Goal of the exercise
Nothing before the line containing "QA review pass — verify and re-annotate all instances of muddy" belongs in the answer; quote that line and all lines after it through the end of the material, word for word.

Data shown

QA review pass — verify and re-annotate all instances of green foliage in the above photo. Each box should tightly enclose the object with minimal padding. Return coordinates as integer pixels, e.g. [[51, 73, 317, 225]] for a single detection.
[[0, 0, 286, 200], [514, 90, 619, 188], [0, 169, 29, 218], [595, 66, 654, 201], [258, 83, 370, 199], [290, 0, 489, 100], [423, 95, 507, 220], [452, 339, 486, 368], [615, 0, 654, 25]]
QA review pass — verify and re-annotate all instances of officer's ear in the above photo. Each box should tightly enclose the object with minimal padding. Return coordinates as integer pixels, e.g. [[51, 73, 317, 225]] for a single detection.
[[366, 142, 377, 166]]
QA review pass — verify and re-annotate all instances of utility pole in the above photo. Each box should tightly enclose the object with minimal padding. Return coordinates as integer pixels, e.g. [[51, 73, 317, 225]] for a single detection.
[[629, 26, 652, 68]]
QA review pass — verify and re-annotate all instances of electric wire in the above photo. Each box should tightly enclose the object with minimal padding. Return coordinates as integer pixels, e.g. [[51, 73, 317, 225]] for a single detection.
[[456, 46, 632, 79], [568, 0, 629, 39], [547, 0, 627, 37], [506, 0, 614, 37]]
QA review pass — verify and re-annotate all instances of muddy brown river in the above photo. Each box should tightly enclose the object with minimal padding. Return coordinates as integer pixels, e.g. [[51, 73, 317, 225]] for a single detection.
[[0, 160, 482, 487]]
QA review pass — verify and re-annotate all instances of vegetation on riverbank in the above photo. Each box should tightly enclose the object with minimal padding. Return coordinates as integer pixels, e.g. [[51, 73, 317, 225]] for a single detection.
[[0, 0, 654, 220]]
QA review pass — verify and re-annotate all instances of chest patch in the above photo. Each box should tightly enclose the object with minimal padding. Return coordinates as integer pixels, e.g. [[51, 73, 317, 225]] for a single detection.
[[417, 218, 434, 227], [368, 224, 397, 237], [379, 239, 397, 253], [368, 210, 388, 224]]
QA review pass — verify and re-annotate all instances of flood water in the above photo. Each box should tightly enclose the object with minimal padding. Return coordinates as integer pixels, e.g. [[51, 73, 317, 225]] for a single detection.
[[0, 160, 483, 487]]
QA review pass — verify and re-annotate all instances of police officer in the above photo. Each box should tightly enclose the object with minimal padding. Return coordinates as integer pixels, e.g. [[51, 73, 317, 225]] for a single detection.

Expected answer
QA review pass — verify and re-annotate all instances of muddy brown river in the above photo. Each box should tightly enclose the object with minimal padding. Return coordinates as integer pixels, e.g. [[51, 73, 317, 225]] for a single detection.
[[0, 160, 482, 487]]
QA review pass — verify and re-annotate all instances of vegetation on riverbank in the above photo. Each box should tightly enclose the object with minimal padding. Return coordinates as integer pixels, e.g. [[51, 73, 317, 225]] for a single detection.
[[0, 0, 654, 220]]
QA review pass — verify and re-annotate all instances of chest patch in the above photo. Each box should tightly enclose the object with minimal padding. Return coordinates as integer pixels, e.g. [[51, 73, 317, 225]] for a single detection.
[[417, 218, 434, 227], [368, 224, 397, 237], [379, 239, 397, 253], [368, 210, 388, 224]]
QA review pass — verify and re-annotate all instances of flood water in the above photo. Each box should tightly enclose the object with minimal padding. Return coordinates as integer pixels, e.g. [[51, 73, 317, 225]] for a single detection.
[[0, 160, 483, 487]]
QA review pass — verify and re-annotate all instances of police officer in the above photo. Each box should tightly enclose the object with minimal padding. Return coordinates as integer pixels, e.g. [[51, 73, 317, 225]] for a single detection.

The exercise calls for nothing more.